▶ The task
From the line that contains "promenade in the photo above." to the end of the entries, write out every line exactly, including both ends, and nothing more.

▶ Material for the task

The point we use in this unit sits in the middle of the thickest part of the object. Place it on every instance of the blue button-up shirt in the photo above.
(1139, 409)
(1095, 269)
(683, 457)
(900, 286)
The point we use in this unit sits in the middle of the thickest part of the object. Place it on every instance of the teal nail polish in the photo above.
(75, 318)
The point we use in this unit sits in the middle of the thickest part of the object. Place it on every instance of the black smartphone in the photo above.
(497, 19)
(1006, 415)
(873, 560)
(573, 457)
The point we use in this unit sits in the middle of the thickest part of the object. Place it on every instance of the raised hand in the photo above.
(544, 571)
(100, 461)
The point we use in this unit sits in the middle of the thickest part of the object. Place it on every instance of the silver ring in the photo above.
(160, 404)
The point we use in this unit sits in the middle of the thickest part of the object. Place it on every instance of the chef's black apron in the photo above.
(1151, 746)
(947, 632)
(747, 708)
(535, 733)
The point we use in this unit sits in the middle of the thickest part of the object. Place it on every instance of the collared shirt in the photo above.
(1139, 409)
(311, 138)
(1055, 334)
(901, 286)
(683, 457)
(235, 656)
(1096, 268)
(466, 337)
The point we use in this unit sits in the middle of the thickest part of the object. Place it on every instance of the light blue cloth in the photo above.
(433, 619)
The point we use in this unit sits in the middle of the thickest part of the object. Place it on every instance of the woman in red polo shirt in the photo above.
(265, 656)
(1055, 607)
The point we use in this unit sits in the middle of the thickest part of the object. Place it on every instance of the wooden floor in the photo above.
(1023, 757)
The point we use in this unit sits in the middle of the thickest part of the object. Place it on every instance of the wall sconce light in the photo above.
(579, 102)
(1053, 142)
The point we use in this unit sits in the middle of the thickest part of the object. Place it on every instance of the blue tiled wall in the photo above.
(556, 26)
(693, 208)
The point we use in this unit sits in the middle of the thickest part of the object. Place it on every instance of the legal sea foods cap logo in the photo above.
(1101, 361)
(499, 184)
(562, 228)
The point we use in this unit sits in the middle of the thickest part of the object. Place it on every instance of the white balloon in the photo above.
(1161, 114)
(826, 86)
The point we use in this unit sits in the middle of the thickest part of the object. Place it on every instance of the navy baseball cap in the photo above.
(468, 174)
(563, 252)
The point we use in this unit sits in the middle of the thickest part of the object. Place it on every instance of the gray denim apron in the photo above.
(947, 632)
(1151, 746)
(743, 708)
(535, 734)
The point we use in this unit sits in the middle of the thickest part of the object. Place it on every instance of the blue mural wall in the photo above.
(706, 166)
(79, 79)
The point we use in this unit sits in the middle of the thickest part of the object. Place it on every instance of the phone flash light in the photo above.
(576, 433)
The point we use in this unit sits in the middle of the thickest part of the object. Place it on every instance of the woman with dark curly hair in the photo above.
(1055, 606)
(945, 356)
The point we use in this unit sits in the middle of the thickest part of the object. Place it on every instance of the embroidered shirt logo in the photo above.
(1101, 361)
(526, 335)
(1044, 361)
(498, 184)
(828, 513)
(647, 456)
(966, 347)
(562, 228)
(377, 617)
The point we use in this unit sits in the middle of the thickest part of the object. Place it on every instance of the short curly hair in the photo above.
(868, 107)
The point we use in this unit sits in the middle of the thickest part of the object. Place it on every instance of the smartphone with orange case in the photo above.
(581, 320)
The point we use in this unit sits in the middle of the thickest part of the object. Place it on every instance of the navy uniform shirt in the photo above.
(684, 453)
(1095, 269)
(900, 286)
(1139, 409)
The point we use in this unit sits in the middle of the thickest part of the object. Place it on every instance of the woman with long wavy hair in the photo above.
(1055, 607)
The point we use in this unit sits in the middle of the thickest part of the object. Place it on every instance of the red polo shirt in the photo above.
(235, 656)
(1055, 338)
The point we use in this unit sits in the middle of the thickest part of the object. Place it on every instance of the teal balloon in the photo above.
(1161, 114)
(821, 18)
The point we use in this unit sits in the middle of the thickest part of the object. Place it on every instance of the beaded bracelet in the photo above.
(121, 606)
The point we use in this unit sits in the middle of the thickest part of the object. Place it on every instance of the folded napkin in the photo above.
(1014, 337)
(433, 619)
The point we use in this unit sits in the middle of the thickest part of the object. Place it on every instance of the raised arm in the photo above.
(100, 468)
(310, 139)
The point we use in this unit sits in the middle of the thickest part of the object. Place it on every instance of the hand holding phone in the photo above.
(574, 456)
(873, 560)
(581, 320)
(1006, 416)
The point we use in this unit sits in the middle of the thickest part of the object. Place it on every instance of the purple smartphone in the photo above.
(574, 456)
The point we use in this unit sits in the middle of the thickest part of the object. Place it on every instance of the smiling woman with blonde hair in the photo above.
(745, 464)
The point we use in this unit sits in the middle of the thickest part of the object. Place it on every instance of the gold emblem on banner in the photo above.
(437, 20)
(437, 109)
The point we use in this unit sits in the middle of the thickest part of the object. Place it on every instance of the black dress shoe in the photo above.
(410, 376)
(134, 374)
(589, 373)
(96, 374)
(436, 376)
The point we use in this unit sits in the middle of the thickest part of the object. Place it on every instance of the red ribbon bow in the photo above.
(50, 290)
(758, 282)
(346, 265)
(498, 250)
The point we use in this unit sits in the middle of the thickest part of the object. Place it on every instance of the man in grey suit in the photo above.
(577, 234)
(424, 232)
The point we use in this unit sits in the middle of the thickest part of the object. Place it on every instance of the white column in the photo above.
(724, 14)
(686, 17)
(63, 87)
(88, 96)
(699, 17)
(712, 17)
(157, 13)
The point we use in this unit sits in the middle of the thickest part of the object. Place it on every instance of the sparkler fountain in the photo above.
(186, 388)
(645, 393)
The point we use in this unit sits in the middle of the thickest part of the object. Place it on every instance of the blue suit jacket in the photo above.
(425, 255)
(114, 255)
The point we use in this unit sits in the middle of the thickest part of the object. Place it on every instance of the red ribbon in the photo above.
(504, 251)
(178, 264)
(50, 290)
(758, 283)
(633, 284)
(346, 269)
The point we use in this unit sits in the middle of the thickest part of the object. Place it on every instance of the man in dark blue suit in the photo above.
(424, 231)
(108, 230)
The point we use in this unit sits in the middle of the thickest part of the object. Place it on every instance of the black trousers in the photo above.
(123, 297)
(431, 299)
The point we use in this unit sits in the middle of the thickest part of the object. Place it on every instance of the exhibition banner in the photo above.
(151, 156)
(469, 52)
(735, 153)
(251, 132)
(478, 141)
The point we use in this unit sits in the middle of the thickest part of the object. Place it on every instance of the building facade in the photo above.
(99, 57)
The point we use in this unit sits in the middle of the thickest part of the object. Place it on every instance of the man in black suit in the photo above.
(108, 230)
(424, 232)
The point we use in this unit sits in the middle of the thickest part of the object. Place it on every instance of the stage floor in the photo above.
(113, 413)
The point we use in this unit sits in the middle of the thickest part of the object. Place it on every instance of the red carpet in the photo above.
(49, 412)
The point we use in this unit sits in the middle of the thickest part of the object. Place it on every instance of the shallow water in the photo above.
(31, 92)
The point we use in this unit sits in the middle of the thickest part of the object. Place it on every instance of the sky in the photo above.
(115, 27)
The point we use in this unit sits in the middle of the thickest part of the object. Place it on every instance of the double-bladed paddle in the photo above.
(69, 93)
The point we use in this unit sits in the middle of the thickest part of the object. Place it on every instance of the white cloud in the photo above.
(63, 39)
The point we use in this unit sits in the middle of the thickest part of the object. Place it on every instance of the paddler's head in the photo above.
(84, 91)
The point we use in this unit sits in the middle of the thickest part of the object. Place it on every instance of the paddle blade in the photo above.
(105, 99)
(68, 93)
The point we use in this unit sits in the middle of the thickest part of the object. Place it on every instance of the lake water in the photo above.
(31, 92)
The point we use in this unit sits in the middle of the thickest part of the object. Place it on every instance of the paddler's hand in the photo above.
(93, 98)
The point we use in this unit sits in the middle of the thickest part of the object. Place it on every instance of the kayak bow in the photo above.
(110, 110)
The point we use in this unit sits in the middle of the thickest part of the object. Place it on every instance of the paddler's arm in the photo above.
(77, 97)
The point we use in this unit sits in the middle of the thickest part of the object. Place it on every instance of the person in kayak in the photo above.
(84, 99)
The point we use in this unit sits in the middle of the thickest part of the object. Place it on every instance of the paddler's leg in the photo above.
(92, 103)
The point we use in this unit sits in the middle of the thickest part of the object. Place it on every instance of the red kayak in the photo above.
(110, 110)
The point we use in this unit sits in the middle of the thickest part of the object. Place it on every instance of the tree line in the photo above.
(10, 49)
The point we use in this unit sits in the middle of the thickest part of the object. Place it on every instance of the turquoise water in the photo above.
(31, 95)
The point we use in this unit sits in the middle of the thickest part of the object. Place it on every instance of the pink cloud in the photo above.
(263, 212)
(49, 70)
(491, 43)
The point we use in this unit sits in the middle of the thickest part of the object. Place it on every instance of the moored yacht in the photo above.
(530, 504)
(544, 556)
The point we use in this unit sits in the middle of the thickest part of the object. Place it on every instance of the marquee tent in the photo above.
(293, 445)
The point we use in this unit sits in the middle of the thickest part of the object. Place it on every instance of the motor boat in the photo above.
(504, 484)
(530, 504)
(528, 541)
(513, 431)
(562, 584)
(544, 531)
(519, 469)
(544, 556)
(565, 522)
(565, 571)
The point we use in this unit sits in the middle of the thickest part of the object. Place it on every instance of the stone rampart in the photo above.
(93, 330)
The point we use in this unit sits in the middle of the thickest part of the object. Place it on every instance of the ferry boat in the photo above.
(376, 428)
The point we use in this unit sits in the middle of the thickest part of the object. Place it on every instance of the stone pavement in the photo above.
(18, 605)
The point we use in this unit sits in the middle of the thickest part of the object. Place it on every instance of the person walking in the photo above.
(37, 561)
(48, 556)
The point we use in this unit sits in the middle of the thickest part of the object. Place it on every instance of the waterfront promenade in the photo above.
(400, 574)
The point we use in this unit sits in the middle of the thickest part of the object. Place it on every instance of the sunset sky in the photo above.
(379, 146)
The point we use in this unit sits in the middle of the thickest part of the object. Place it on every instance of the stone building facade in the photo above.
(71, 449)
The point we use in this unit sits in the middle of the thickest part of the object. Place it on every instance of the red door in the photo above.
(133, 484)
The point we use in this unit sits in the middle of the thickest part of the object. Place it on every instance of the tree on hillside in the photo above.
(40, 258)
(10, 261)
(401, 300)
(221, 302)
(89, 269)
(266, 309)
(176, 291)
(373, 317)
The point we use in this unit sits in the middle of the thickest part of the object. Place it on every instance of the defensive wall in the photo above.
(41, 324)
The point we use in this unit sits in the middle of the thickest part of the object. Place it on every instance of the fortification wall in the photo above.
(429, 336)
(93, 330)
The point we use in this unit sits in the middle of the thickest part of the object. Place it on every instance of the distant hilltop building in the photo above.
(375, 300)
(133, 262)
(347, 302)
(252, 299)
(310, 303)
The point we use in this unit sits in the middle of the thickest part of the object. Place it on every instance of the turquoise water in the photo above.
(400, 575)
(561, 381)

▶ Your solution
The point we use in this unit sits in the middle of the thickest part of the object. Place it on every instance of the waterfront promenade in the photo above.
(400, 574)
The point we use in this unit sits in the middle of the thickest part of the object. Place it on every instance of the sunset sky in the photo above.
(379, 146)
The point we use in this unit sits in the middle of the thickest part of the object. Place it on every instance of the stone building facade in the photo above.
(71, 449)
The point we use in this unit sits in the middle of the thickest part of the object. Place it on every instance of the red door in the photo above.
(133, 484)
The point we use in this unit sits in the middle of the thickest part of the object. Place it on every instance of the tree on hillside in the photo above.
(40, 258)
(10, 261)
(401, 300)
(221, 302)
(89, 269)
(266, 309)
(176, 291)
(373, 317)
The point we use in this unit sits in the middle of the thickest part of the object. Place it on every instance of the defensive wall in the photo above.
(41, 324)
The point we use in this unit sits in the middle of the thickest part of the object. Place it on every instance of the fortification wall in the photo above.
(429, 336)
(93, 330)
The point we use in this unit sits in the middle of the thickest part of the object. Place it on every instance of the distant hilltop building in the photo above.
(375, 300)
(133, 262)
(347, 302)
(252, 299)
(310, 303)
The point we use in this unit sits in the middle of the thickest part of the object. Place it on every instance of the turquoise water in the photo above.
(400, 575)
(561, 381)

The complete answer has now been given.